Output exactly the lines between the line that contains "Point out the hind" and the last line of the material, counting both.
***** Input for this task
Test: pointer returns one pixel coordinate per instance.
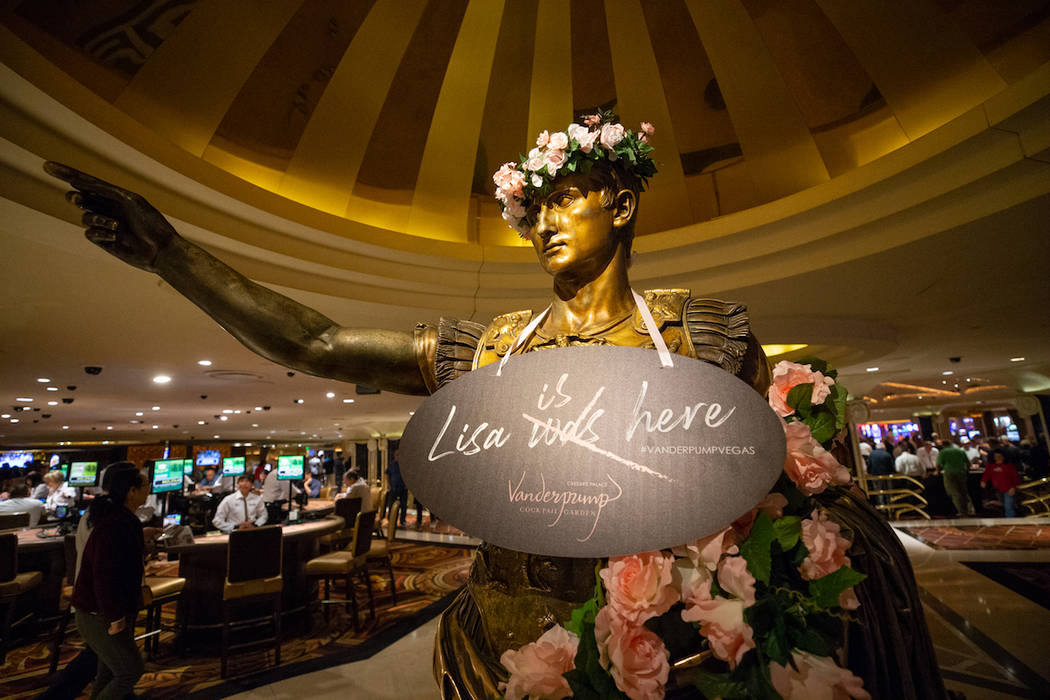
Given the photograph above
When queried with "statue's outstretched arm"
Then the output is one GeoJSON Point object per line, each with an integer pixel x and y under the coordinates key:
{"type": "Point", "coordinates": [279, 329]}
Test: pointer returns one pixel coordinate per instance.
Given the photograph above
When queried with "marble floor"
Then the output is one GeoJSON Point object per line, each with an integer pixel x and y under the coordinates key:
{"type": "Point", "coordinates": [991, 642]}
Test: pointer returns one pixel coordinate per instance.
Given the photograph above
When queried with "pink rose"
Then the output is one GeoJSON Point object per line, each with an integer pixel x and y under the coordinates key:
{"type": "Point", "coordinates": [721, 621]}
{"type": "Point", "coordinates": [639, 586]}
{"type": "Point", "coordinates": [827, 548]}
{"type": "Point", "coordinates": [734, 578]}
{"type": "Point", "coordinates": [815, 678]}
{"type": "Point", "coordinates": [789, 375]}
{"type": "Point", "coordinates": [809, 465]}
{"type": "Point", "coordinates": [611, 134]}
{"type": "Point", "coordinates": [708, 551]}
{"type": "Point", "coordinates": [537, 667]}
{"type": "Point", "coordinates": [634, 656]}
{"type": "Point", "coordinates": [554, 160]}
{"type": "Point", "coordinates": [586, 140]}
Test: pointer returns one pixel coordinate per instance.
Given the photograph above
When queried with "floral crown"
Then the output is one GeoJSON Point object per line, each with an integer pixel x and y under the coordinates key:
{"type": "Point", "coordinates": [575, 150]}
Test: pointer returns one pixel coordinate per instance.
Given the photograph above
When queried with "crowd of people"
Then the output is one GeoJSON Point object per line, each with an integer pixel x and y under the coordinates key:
{"type": "Point", "coordinates": [1005, 465]}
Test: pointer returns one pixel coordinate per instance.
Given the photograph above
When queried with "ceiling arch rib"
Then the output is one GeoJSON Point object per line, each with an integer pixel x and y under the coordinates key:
{"type": "Point", "coordinates": [639, 96]}
{"type": "Point", "coordinates": [324, 166]}
{"type": "Point", "coordinates": [441, 204]}
{"type": "Point", "coordinates": [925, 68]}
{"type": "Point", "coordinates": [188, 84]}
{"type": "Point", "coordinates": [779, 151]}
{"type": "Point", "coordinates": [550, 96]}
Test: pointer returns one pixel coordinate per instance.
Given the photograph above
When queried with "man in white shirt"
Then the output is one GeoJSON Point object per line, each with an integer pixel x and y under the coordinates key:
{"type": "Point", "coordinates": [21, 503]}
{"type": "Point", "coordinates": [927, 457]}
{"type": "Point", "coordinates": [358, 488]}
{"type": "Point", "coordinates": [57, 493]}
{"type": "Point", "coordinates": [242, 509]}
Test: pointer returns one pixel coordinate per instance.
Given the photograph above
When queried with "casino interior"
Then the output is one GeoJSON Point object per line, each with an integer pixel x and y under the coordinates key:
{"type": "Point", "coordinates": [870, 179]}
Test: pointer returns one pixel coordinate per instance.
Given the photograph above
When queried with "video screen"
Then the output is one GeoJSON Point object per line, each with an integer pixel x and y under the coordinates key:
{"type": "Point", "coordinates": [166, 475]}
{"type": "Point", "coordinates": [84, 473]}
{"type": "Point", "coordinates": [233, 466]}
{"type": "Point", "coordinates": [209, 458]}
{"type": "Point", "coordinates": [289, 467]}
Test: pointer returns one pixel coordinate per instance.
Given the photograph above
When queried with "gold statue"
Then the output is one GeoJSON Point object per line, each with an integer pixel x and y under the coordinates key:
{"type": "Point", "coordinates": [581, 221]}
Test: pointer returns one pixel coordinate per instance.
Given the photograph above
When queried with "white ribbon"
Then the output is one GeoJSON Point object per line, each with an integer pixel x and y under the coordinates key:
{"type": "Point", "coordinates": [665, 354]}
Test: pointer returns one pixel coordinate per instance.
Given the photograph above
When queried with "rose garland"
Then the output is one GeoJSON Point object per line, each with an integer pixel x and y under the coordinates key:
{"type": "Point", "coordinates": [576, 149]}
{"type": "Point", "coordinates": [763, 599]}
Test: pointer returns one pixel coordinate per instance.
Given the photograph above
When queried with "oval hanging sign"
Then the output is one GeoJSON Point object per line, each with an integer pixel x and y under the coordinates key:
{"type": "Point", "coordinates": [592, 451]}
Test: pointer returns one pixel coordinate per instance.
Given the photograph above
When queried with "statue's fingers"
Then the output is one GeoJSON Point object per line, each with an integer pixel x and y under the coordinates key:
{"type": "Point", "coordinates": [102, 237]}
{"type": "Point", "coordinates": [99, 221]}
{"type": "Point", "coordinates": [82, 181]}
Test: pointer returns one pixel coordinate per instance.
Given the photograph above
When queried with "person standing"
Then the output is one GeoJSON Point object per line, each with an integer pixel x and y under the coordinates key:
{"type": "Point", "coordinates": [107, 593]}
{"type": "Point", "coordinates": [1004, 476]}
{"type": "Point", "coordinates": [397, 489]}
{"type": "Point", "coordinates": [956, 466]}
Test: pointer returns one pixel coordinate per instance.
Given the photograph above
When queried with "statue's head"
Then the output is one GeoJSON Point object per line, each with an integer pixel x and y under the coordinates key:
{"type": "Point", "coordinates": [585, 182]}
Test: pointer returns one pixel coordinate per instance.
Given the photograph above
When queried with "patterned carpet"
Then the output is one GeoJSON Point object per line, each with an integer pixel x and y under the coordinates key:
{"type": "Point", "coordinates": [983, 536]}
{"type": "Point", "coordinates": [425, 576]}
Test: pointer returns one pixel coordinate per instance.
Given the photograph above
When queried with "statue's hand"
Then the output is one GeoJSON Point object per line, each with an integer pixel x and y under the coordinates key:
{"type": "Point", "coordinates": [117, 220]}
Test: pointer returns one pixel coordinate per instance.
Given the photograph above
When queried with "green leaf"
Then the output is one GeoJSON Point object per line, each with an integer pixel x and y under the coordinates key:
{"type": "Point", "coordinates": [756, 548]}
{"type": "Point", "coordinates": [825, 590]}
{"type": "Point", "coordinates": [788, 530]}
{"type": "Point", "coordinates": [822, 425]}
{"type": "Point", "coordinates": [720, 685]}
{"type": "Point", "coordinates": [799, 399]}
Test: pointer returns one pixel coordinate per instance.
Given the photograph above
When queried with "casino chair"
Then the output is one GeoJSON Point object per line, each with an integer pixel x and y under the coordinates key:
{"type": "Point", "coordinates": [13, 586]}
{"type": "Point", "coordinates": [348, 510]}
{"type": "Point", "coordinates": [347, 564]}
{"type": "Point", "coordinates": [381, 550]}
{"type": "Point", "coordinates": [253, 576]}
{"type": "Point", "coordinates": [14, 521]}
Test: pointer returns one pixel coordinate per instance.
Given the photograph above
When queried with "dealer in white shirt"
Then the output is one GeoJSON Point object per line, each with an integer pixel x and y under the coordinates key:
{"type": "Point", "coordinates": [242, 509]}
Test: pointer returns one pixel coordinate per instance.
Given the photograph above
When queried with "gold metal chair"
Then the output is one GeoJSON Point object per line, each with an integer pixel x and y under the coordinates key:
{"type": "Point", "coordinates": [13, 586]}
{"type": "Point", "coordinates": [253, 576]}
{"type": "Point", "coordinates": [380, 550]}
{"type": "Point", "coordinates": [347, 564]}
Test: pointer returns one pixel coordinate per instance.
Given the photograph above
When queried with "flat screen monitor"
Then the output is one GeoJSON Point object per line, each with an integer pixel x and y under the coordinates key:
{"type": "Point", "coordinates": [166, 475]}
{"type": "Point", "coordinates": [209, 458]}
{"type": "Point", "coordinates": [233, 466]}
{"type": "Point", "coordinates": [84, 473]}
{"type": "Point", "coordinates": [289, 466]}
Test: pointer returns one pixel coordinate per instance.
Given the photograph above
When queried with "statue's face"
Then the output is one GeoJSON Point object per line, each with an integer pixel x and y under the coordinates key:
{"type": "Point", "coordinates": [572, 233]}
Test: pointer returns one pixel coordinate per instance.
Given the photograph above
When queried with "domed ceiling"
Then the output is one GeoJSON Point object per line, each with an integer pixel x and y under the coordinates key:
{"type": "Point", "coordinates": [394, 113]}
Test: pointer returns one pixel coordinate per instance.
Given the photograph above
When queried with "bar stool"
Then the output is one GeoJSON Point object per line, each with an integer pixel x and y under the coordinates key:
{"type": "Point", "coordinates": [253, 575]}
{"type": "Point", "coordinates": [347, 563]}
{"type": "Point", "coordinates": [380, 550]}
{"type": "Point", "coordinates": [13, 586]}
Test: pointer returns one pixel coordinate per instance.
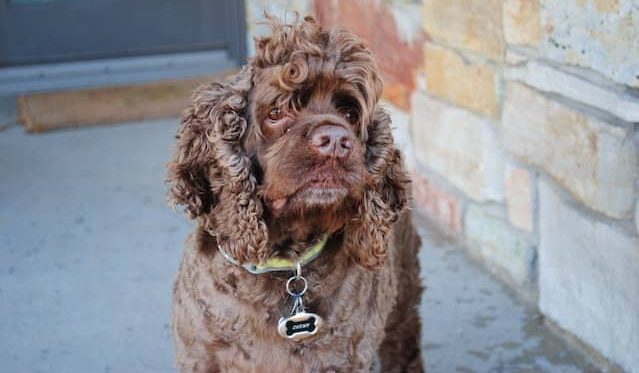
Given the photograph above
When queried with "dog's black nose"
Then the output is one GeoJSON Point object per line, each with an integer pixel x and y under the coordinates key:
{"type": "Point", "coordinates": [332, 141]}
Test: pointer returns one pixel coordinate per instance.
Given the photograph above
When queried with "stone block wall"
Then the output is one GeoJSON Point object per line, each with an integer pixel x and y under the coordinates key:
{"type": "Point", "coordinates": [520, 123]}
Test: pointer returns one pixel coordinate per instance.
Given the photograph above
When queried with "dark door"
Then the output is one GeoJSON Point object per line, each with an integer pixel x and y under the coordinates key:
{"type": "Point", "coordinates": [42, 31]}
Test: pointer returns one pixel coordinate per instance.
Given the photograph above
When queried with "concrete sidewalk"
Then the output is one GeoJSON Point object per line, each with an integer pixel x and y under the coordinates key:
{"type": "Point", "coordinates": [88, 250]}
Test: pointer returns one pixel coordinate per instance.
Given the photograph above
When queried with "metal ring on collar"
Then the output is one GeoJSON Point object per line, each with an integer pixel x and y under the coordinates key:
{"type": "Point", "coordinates": [288, 286]}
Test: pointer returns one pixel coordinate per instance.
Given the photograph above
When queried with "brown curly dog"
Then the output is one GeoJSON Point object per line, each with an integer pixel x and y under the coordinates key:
{"type": "Point", "coordinates": [289, 159]}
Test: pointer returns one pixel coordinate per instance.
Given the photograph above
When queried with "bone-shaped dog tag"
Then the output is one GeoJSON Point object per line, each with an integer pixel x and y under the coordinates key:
{"type": "Point", "coordinates": [299, 326]}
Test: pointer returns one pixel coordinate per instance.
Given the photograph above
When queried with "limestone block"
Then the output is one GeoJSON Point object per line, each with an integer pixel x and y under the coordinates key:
{"type": "Point", "coordinates": [461, 147]}
{"type": "Point", "coordinates": [588, 278]}
{"type": "Point", "coordinates": [597, 162]}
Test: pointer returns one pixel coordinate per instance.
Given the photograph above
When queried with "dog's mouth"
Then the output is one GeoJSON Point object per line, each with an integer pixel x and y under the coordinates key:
{"type": "Point", "coordinates": [325, 187]}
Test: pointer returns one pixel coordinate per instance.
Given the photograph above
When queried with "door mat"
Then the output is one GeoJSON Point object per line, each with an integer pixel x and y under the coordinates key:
{"type": "Point", "coordinates": [87, 107]}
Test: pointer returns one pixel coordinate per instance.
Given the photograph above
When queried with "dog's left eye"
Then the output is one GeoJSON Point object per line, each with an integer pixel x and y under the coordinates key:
{"type": "Point", "coordinates": [276, 114]}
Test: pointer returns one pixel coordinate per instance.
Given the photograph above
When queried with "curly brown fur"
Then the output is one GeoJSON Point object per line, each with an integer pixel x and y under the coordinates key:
{"type": "Point", "coordinates": [292, 147]}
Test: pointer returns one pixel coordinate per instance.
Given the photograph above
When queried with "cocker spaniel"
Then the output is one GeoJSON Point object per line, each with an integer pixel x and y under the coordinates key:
{"type": "Point", "coordinates": [304, 258]}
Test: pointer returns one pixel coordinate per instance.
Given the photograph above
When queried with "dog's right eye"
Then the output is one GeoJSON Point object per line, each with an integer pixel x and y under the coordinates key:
{"type": "Point", "coordinates": [275, 114]}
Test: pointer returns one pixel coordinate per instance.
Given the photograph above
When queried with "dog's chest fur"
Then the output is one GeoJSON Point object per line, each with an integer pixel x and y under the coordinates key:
{"type": "Point", "coordinates": [224, 312]}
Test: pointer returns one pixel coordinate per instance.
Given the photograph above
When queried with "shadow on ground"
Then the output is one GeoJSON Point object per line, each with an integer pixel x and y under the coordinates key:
{"type": "Point", "coordinates": [88, 250]}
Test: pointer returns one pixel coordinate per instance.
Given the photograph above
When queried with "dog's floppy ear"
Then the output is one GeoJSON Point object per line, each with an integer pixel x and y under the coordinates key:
{"type": "Point", "coordinates": [211, 175]}
{"type": "Point", "coordinates": [384, 198]}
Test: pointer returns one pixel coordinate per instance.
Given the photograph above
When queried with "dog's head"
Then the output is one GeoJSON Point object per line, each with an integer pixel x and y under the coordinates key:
{"type": "Point", "coordinates": [292, 147]}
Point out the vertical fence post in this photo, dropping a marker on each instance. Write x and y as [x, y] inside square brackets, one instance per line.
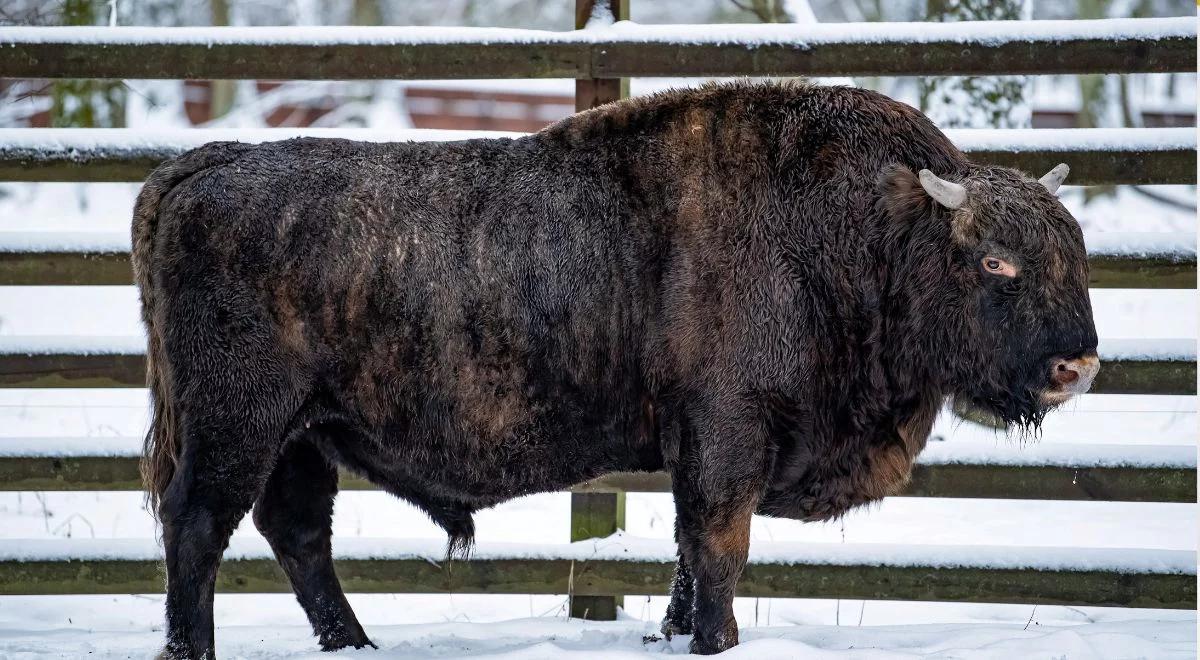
[598, 515]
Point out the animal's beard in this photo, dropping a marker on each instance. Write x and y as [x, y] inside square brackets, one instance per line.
[1015, 403]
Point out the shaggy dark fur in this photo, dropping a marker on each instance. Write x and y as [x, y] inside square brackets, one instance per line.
[743, 285]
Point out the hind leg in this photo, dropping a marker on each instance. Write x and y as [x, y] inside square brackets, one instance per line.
[294, 514]
[219, 478]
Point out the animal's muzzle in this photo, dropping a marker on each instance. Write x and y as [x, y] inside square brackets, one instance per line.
[1071, 377]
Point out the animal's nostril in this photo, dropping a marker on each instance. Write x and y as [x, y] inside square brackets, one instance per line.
[1063, 375]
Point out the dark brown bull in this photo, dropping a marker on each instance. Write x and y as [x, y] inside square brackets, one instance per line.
[748, 286]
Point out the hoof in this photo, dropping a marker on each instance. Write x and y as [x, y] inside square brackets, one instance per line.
[670, 629]
[340, 643]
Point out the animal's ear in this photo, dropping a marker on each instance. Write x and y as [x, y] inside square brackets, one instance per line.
[906, 198]
[901, 196]
[1053, 179]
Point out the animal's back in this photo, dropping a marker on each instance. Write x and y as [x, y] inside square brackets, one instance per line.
[477, 300]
**********
Result of the task:
Point out the hind leg in this photo, dropping a marker on each instance. Write x and y as [x, y] inside square brackets, one instance per line.
[294, 514]
[219, 478]
Point out the animal's muzzle in this photo, dropping a marker on each instance. Write x and y as [x, y] inside square brackets, one instance per line.
[1071, 377]
Point out the animal's nostril in this photo, dropping a marker on each instance. Write x and y as [x, y] inside square brackets, one instance per line.
[1063, 375]
Point out the dark brown bull in this photo, dropping a marker on each instance. Write x and y as [x, y] inside square brackets, one instance per line.
[748, 286]
Point out the hoof in this photo, dropping a marker on each instance. Write x and y as [x, y] inside square brackets, one instance per line.
[670, 629]
[340, 643]
Point out the animal's ear in this photo, dropping a marker on each instance. Write x and y as [x, y] inside square brackets, one instance per line.
[906, 198]
[901, 196]
[1053, 179]
Point out the animal's back in this photo, dropping a marker on each instance. Write x and y as [x, y] inside square brackets, one instance per line.
[477, 300]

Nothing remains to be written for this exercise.